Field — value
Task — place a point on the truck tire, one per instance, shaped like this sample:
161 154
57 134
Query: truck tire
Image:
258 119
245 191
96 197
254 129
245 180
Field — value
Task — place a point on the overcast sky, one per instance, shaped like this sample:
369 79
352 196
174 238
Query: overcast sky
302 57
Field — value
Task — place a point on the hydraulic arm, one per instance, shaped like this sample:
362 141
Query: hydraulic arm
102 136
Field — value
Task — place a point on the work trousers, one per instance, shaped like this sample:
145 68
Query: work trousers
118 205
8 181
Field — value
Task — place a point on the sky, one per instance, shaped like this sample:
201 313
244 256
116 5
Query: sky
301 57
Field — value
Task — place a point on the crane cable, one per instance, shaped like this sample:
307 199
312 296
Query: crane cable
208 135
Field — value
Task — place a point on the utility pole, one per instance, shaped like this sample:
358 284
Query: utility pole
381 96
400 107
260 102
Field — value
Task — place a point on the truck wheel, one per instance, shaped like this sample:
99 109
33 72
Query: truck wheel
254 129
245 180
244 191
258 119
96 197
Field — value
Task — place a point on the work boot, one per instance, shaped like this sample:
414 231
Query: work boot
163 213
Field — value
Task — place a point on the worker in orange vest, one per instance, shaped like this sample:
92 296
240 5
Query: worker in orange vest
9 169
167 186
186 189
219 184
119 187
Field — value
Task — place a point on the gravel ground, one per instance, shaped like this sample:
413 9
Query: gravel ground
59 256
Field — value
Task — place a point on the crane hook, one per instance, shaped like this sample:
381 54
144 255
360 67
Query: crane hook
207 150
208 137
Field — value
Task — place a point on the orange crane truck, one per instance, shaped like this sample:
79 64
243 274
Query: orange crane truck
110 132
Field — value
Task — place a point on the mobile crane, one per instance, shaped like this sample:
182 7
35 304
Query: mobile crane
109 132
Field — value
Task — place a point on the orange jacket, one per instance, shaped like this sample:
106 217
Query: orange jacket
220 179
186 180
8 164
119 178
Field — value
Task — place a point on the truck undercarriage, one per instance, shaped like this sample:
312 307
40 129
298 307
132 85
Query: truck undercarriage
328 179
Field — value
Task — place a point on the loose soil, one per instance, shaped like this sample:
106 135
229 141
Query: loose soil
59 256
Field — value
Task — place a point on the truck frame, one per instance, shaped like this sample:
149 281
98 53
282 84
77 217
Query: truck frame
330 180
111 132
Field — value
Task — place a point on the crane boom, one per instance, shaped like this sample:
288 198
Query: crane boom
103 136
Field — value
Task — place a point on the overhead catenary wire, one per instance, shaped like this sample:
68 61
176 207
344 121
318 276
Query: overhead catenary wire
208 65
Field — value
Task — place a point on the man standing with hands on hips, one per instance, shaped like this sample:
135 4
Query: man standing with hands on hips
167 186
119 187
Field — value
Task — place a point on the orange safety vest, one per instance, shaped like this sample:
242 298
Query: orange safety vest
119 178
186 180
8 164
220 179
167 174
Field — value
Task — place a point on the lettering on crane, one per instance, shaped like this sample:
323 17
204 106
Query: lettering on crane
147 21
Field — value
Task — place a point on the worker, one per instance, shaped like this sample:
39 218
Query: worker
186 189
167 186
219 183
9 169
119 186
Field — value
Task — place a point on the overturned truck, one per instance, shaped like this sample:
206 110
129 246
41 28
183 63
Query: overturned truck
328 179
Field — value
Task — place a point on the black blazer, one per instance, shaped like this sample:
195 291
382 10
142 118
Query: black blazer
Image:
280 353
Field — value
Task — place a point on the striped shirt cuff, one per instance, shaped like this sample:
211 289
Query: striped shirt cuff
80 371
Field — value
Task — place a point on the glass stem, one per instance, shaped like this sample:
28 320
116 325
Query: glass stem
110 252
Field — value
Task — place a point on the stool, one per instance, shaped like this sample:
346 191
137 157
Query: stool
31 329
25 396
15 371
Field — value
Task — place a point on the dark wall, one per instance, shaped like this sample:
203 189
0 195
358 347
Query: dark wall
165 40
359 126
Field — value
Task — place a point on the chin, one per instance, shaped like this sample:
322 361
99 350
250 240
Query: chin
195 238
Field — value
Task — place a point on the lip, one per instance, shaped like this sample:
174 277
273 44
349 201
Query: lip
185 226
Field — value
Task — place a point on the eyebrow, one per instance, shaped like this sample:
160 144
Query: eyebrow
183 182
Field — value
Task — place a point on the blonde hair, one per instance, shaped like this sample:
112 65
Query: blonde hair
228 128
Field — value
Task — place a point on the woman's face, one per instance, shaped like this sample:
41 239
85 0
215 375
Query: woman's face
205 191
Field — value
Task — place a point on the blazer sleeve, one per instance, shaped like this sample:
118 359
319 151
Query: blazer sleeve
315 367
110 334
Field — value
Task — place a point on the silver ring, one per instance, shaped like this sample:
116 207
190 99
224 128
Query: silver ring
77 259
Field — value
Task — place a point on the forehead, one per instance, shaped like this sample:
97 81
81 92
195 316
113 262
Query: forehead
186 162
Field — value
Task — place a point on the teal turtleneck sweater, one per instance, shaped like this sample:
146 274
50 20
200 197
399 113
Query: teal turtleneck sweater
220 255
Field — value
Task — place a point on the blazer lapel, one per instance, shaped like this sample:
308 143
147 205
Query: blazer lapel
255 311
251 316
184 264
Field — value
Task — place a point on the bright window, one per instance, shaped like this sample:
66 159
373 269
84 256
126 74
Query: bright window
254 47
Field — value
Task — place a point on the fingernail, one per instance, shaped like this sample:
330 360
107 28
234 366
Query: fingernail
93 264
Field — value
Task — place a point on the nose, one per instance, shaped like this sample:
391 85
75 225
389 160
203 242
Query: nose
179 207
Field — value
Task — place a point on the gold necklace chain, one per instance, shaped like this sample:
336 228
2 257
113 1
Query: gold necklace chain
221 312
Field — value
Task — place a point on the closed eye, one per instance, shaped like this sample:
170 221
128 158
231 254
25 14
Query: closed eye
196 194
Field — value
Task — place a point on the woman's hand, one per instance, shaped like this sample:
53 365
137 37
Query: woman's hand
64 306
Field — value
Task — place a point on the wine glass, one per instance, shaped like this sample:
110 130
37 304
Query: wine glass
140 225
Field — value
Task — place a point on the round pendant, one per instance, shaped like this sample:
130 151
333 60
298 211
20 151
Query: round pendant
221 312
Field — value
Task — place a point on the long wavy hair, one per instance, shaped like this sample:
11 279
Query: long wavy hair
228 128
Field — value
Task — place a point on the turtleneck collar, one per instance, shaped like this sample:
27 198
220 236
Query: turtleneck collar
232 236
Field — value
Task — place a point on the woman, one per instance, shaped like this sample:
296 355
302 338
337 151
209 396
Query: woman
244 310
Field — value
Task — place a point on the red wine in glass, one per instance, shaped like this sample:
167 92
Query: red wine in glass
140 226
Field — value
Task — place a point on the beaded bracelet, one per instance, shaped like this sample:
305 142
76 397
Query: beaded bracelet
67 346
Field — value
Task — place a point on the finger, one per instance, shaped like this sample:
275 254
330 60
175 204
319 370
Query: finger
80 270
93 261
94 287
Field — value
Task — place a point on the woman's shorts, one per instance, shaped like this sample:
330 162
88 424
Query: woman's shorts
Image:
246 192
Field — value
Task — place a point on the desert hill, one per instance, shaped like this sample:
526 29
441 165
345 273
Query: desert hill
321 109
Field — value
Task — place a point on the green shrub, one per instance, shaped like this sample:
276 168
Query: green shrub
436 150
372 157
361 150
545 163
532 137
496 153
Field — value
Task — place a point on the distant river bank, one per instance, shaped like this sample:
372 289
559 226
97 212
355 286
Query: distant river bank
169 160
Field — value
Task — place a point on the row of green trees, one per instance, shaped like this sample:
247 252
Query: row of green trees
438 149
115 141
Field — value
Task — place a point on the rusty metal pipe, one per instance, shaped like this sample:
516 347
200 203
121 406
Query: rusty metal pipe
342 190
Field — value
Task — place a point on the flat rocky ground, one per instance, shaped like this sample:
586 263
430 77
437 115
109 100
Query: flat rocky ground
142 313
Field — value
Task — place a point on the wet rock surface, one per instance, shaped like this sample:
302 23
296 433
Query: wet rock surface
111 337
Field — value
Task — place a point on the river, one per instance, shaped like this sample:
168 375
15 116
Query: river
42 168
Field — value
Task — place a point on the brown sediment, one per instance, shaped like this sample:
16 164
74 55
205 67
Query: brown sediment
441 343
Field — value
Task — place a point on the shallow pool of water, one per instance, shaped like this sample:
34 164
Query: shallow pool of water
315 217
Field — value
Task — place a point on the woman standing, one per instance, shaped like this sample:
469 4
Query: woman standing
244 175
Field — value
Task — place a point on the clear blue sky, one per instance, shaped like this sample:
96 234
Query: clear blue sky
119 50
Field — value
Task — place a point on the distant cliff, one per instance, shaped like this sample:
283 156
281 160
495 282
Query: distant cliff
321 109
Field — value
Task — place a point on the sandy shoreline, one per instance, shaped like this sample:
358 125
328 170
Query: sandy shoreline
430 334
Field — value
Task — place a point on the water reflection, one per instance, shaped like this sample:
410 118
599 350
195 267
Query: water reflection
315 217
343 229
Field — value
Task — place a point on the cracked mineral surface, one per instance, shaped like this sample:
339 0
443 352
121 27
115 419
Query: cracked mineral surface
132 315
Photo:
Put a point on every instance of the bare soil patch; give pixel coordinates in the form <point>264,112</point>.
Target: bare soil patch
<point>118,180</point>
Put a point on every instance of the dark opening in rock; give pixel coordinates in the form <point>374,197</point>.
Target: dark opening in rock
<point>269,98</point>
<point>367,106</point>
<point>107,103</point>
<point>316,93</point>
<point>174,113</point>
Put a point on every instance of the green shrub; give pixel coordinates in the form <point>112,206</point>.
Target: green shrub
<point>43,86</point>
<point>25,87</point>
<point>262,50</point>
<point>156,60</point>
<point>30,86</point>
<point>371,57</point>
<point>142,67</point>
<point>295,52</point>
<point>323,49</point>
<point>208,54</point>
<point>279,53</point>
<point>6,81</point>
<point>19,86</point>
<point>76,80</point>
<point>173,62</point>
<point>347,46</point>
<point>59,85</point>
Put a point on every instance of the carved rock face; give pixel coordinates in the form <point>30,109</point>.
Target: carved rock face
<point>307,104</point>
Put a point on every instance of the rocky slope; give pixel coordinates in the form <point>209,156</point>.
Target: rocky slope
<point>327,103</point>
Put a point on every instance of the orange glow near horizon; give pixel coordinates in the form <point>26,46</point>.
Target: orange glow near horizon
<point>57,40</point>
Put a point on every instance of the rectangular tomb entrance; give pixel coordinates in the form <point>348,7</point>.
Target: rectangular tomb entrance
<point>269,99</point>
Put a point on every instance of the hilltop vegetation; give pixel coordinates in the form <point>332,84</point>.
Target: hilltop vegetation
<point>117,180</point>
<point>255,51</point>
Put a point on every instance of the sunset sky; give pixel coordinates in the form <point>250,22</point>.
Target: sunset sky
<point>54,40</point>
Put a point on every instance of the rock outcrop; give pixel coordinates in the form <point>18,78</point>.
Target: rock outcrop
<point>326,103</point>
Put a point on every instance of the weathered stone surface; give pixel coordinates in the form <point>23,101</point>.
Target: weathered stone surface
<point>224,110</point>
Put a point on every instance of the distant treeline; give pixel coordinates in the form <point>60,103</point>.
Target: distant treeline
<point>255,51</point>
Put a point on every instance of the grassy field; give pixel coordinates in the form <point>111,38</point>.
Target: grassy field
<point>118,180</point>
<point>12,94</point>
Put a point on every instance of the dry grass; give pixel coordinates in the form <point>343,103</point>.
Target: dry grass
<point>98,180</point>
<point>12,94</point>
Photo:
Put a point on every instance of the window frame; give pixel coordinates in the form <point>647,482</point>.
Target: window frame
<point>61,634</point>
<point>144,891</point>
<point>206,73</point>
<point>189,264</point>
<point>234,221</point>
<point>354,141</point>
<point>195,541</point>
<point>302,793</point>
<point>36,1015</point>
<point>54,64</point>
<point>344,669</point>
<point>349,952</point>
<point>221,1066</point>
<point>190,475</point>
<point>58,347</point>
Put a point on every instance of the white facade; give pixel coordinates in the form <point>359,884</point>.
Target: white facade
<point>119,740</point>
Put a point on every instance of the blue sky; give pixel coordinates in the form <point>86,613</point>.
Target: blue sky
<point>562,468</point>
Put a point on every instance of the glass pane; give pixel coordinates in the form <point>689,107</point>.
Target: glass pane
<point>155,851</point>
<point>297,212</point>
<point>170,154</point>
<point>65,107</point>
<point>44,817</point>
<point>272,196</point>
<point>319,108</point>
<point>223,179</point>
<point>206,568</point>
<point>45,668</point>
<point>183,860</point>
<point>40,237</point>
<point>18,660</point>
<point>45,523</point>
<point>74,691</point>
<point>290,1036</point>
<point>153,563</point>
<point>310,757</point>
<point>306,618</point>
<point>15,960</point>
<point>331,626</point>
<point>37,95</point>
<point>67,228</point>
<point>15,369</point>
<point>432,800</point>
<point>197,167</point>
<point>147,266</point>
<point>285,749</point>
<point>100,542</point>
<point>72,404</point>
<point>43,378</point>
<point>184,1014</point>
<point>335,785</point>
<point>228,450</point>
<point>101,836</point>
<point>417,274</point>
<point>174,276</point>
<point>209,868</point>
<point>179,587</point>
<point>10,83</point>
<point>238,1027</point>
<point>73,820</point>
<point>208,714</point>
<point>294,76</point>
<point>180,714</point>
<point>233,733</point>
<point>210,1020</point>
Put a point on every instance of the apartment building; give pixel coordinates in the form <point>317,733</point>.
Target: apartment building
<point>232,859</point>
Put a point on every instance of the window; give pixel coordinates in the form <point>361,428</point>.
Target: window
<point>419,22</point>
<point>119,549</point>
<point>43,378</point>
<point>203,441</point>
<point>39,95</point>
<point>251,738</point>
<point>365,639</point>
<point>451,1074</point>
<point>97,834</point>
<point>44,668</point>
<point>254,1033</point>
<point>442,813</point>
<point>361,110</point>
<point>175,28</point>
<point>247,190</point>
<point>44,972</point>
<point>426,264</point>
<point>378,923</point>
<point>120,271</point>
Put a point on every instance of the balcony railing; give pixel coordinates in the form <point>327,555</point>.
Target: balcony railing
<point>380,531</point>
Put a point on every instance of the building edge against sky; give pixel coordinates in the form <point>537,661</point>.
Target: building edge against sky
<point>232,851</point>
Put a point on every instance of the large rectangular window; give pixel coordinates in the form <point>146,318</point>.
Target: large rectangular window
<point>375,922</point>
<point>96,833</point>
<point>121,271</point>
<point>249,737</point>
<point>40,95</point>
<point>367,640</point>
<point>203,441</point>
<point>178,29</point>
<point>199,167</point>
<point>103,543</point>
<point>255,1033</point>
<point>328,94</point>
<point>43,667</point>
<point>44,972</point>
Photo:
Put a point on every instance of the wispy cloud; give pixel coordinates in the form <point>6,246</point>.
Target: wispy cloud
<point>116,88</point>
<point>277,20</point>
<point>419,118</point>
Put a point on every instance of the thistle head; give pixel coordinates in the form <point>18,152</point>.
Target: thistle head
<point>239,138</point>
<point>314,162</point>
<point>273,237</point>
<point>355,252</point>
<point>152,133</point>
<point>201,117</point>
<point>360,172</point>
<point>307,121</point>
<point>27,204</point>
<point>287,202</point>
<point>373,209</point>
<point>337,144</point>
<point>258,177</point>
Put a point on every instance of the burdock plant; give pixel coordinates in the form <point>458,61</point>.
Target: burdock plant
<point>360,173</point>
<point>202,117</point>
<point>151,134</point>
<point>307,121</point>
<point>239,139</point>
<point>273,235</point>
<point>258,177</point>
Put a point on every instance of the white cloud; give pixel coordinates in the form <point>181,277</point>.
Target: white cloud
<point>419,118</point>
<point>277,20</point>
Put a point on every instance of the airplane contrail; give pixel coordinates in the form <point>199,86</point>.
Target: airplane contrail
■ ■ ■ ■ ■
**WHAT YOU WILL DO**
Count the lines of the listing that contain the word "airplane", and give only the number.

**SOLUTION FOR THIS PROBLEM**
2